Items from a dataset:
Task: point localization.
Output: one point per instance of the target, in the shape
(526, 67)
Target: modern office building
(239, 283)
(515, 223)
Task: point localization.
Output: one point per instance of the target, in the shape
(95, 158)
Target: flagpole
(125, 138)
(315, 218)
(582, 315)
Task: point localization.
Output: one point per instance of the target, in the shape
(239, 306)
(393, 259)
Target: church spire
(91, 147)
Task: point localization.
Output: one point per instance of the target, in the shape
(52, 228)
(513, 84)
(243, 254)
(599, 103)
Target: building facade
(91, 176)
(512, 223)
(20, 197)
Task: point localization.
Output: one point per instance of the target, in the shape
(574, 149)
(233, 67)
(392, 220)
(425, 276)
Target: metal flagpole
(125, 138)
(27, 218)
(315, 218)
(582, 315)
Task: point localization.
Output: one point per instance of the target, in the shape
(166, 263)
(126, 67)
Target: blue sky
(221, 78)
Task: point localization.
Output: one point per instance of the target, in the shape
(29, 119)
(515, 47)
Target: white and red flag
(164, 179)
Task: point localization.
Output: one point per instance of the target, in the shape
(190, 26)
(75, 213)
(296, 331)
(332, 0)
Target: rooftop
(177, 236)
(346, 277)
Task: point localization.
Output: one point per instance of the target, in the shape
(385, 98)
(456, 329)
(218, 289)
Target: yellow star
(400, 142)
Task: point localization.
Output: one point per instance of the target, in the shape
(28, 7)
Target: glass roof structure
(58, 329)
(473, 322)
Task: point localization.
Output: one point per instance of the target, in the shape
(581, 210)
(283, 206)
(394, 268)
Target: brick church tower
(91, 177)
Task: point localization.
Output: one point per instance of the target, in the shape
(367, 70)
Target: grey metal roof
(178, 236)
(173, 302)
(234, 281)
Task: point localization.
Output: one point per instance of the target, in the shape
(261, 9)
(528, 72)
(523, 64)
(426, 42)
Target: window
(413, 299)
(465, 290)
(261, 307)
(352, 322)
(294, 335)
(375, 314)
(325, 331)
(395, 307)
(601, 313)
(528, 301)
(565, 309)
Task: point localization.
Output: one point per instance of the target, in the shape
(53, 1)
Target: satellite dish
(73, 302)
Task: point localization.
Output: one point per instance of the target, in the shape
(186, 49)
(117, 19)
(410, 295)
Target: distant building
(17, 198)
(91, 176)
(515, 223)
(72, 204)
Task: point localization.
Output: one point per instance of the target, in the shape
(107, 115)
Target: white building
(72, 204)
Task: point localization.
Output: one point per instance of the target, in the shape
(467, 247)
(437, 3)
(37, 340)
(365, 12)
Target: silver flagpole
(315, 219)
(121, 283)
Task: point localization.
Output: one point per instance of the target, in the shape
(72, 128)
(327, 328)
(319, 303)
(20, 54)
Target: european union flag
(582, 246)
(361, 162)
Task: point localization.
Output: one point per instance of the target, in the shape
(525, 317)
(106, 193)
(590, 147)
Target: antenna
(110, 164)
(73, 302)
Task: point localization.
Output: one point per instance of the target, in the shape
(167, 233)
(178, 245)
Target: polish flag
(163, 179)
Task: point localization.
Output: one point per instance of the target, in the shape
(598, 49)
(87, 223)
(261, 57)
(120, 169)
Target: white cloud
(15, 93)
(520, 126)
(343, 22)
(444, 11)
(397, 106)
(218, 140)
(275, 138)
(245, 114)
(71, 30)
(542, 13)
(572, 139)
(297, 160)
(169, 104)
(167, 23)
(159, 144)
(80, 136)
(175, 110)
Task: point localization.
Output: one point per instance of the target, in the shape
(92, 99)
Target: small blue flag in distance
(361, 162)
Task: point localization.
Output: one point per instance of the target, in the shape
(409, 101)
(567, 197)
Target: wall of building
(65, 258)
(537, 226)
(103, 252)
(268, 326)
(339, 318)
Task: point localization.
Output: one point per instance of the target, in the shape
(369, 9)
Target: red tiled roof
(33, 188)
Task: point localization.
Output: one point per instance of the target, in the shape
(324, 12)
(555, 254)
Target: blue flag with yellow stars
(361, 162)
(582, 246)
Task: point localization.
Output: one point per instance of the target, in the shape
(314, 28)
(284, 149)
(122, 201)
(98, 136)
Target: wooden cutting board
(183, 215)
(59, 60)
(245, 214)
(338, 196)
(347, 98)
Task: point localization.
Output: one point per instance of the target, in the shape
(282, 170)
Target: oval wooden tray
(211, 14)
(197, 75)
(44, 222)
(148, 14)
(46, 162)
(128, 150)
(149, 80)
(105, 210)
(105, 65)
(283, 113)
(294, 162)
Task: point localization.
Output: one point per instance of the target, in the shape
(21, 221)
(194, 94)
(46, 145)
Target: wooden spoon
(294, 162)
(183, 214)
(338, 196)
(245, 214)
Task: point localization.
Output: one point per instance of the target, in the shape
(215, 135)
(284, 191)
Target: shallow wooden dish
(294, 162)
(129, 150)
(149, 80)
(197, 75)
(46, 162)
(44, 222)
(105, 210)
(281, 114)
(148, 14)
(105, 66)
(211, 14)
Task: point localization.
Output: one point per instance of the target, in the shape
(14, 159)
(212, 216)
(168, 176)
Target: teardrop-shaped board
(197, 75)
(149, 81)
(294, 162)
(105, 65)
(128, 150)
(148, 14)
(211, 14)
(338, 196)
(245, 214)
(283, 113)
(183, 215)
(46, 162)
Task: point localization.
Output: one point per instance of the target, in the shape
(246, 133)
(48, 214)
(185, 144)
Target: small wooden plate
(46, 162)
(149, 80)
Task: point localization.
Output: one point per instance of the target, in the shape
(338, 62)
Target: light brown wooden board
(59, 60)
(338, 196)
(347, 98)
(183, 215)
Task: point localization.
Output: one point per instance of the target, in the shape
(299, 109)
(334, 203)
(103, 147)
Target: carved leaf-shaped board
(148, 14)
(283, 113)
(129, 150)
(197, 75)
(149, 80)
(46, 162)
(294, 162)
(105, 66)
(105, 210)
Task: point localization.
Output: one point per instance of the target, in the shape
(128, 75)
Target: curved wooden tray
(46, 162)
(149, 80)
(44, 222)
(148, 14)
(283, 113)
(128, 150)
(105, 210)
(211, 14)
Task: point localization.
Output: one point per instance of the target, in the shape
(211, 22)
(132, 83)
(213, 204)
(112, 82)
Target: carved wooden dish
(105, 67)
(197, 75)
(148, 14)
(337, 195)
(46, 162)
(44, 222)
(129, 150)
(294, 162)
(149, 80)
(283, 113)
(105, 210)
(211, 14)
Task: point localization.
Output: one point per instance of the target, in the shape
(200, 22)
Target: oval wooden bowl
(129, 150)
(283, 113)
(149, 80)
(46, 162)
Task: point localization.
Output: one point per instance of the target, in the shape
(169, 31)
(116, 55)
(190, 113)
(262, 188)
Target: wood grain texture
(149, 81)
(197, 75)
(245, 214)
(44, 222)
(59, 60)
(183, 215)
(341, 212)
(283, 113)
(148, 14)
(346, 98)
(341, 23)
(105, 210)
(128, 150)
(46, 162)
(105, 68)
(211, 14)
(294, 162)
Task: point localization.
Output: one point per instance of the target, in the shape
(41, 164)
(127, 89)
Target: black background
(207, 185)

Directive
Repeat the material in full, exactly as it stands.

Answer to the exercise
Task: point localization.
Output: one point per instance of the target, in the shape
(526, 67)
Target: modern office building
(239, 283)
(515, 223)
Task: point localization.
Output: one point per instance of the target, in the shape
(95, 158)
Target: flagpole
(125, 138)
(315, 218)
(582, 315)
Task: point localization.
Output: one point per instance of the target, in the shape
(239, 306)
(393, 259)
Target: church spire
(91, 147)
Task: point localization.
Output: one point per instance of the target, in the shape
(52, 228)
(513, 84)
(243, 254)
(599, 103)
Target: building facade
(91, 176)
(512, 223)
(20, 197)
Task: point localization.
Output: one point per instance of the target, in the shape
(574, 149)
(233, 67)
(392, 220)
(425, 276)
Target: metal flagpole
(125, 138)
(27, 218)
(315, 218)
(582, 315)
Task: point localization.
Output: one point per instance of the target, in the shape
(166, 263)
(126, 67)
Target: blue sky
(221, 78)
Task: point localization.
Output: one point per instance of the target, in the shape
(29, 119)
(515, 47)
Target: white and red flag
(164, 179)
Task: point localization.
Output: one point per instance of the target, in the shape
(190, 26)
(75, 213)
(296, 331)
(332, 0)
Target: rooftop
(177, 236)
(346, 277)
Task: point localization.
Output: one point per instance of the target, in the shape
(385, 98)
(456, 329)
(218, 289)
Target: yellow star
(400, 142)
Task: point localization.
Output: one point per instance of the target, in the shape
(28, 7)
Target: glass roof structure
(58, 329)
(473, 322)
Task: point localization.
Output: one point per instance of the target, in the shape
(581, 210)
(283, 206)
(394, 268)
Target: brick church tower
(91, 177)
Task: point localization.
Output: one point per instance of the target, in the shape
(367, 70)
Target: grey metal roof
(178, 236)
(173, 302)
(234, 281)
Task: point localization.
Output: one point per instance of the target, in the shape
(261, 9)
(528, 72)
(523, 64)
(426, 42)
Target: window
(413, 299)
(465, 290)
(261, 307)
(352, 322)
(294, 335)
(375, 314)
(325, 331)
(395, 307)
(601, 313)
(528, 301)
(565, 309)
Task: point localization.
Output: one point per instance of the target, in the shape
(53, 1)
Target: satellite dish
(73, 302)
Task: point localization.
Output: one point per instance of the target, in the shape
(186, 49)
(117, 19)
(410, 295)
Target: distant building
(17, 198)
(91, 176)
(515, 223)
(72, 204)
Task: point localization.
Output: one point per instance of the target, in the shape
(107, 115)
Target: white building
(72, 204)
Task: point localization.
Output: one point per instance of the target, in the shape
(467, 247)
(437, 3)
(37, 340)
(365, 12)
Target: silver flagpole
(315, 219)
(121, 283)
Task: point localization.
Output: one point per instance of the target, in the shape
(72, 128)
(327, 328)
(319, 303)
(20, 54)
Target: european union flag
(582, 246)
(361, 162)
Task: point localization.
Output: one point per instance of the target, in the shape
(525, 317)
(106, 193)
(590, 147)
Target: antenna
(110, 164)
(73, 302)
Task: point localization.
Output: one point per instance of the target, in the shape
(167, 233)
(178, 245)
Target: polish flag
(163, 179)
Task: point localization.
Output: one point per instance of the target, in the shape
(598, 49)
(87, 223)
(261, 57)
(120, 169)
Target: white cloud
(15, 93)
(520, 126)
(343, 22)
(444, 11)
(397, 106)
(218, 140)
(275, 138)
(245, 114)
(71, 30)
(542, 13)
(572, 139)
(297, 160)
(169, 104)
(167, 23)
(159, 144)
(80, 136)
(175, 110)
Task: point localization.
Output: one point per instance of the target, in the shape
(92, 99)
Target: small blue flag in distance
(361, 162)
Task: point localization.
Output: one point per instance of the target, in the shape
(409, 101)
(567, 197)
Target: wall of building
(65, 258)
(537, 226)
(103, 252)
(268, 326)
(339, 318)
Task: point localization.
Output: one point per instance of the target, in the shape
(369, 9)
Target: red tiled roof
(33, 188)
Task: point localization.
Output: one point per instance of the target, in the shape
(324, 12)
(555, 254)
Target: blue flag with yellow stars
(361, 162)
(582, 246)
Task: point localization.
Output: one point per instance of the target, in the shape
(314, 28)
(284, 149)
(122, 201)
(98, 136)
Target: wooden cutting board
(183, 215)
(59, 60)
(245, 214)
(338, 196)
(347, 98)
Task: point localization.
Output: one point per instance of the target, in the shape
(282, 170)
Target: oval wooden tray
(211, 14)
(197, 75)
(44, 222)
(148, 14)
(46, 162)
(128, 150)
(149, 80)
(105, 210)
(105, 65)
(283, 113)
(294, 162)
Task: point localization.
Output: one point per instance of the target, in the shape
(21, 221)
(194, 94)
(46, 145)
Target: wooden spoon
(294, 162)
(183, 214)
(338, 196)
(245, 214)
Task: point localization.
Output: one point per instance of the target, in the shape
(215, 135)
(284, 191)
Target: shallow wooden dish
(294, 162)
(129, 150)
(149, 80)
(197, 75)
(46, 162)
(44, 222)
(105, 210)
(281, 114)
(148, 14)
(105, 66)
(211, 14)
Task: point localization.
Output: one point per instance of the target, in the shape
(14, 159)
(212, 216)
(168, 176)
Target: teardrop-shaped board
(197, 75)
(149, 81)
(294, 162)
(105, 65)
(128, 150)
(148, 14)
(211, 14)
(338, 196)
(245, 214)
(283, 113)
(183, 215)
(46, 162)
Task: point localization.
Output: one point per instance of the target, in the shape
(246, 133)
(48, 214)
(185, 144)
Target: small wooden plate
(46, 162)
(149, 80)
Task: point localization.
Output: one point per instance of the target, in the shape
(338, 62)
Target: light brown wooden board
(59, 60)
(338, 196)
(347, 98)
(183, 215)
Task: point localization.
Output: one point per instance of the target, in the shape
(299, 109)
(334, 203)
(103, 147)
Target: carved leaf-shaped board
(148, 14)
(283, 113)
(129, 150)
(197, 75)
(149, 80)
(46, 162)
(294, 162)
(105, 66)
(105, 210)
Task: point localization.
Output: one point per instance of the target, in the shape
(128, 75)
Target: curved wooden tray
(46, 162)
(149, 80)
(44, 222)
(148, 14)
(283, 113)
(128, 150)
(105, 210)
(211, 14)
Task: point localization.
Output: one point per instance of the target, in the shape
(211, 22)
(132, 83)
(213, 204)
(112, 82)
Target: carved wooden dish
(105, 67)
(197, 75)
(148, 14)
(337, 195)
(46, 162)
(44, 222)
(129, 150)
(294, 162)
(149, 80)
(283, 113)
(105, 210)
(211, 14)
Task: point localization.
Output: one point per instance of the target, in the shape
(200, 22)
Target: oval wooden bowl
(129, 150)
(283, 113)
(149, 80)
(46, 162)
Task: point localization.
Output: one point per instance of the target, in the shape
(169, 31)
(116, 55)
(190, 113)
(262, 188)
Target: wood grain texture
(149, 81)
(197, 75)
(245, 214)
(44, 222)
(59, 60)
(183, 215)
(341, 212)
(283, 113)
(148, 14)
(346, 98)
(341, 23)
(105, 210)
(128, 150)
(46, 162)
(105, 68)
(211, 14)
(294, 162)
Task: point localization.
Output: one point per instance of the target, in the shape
(41, 164)
(127, 89)
Target: black background
(207, 185)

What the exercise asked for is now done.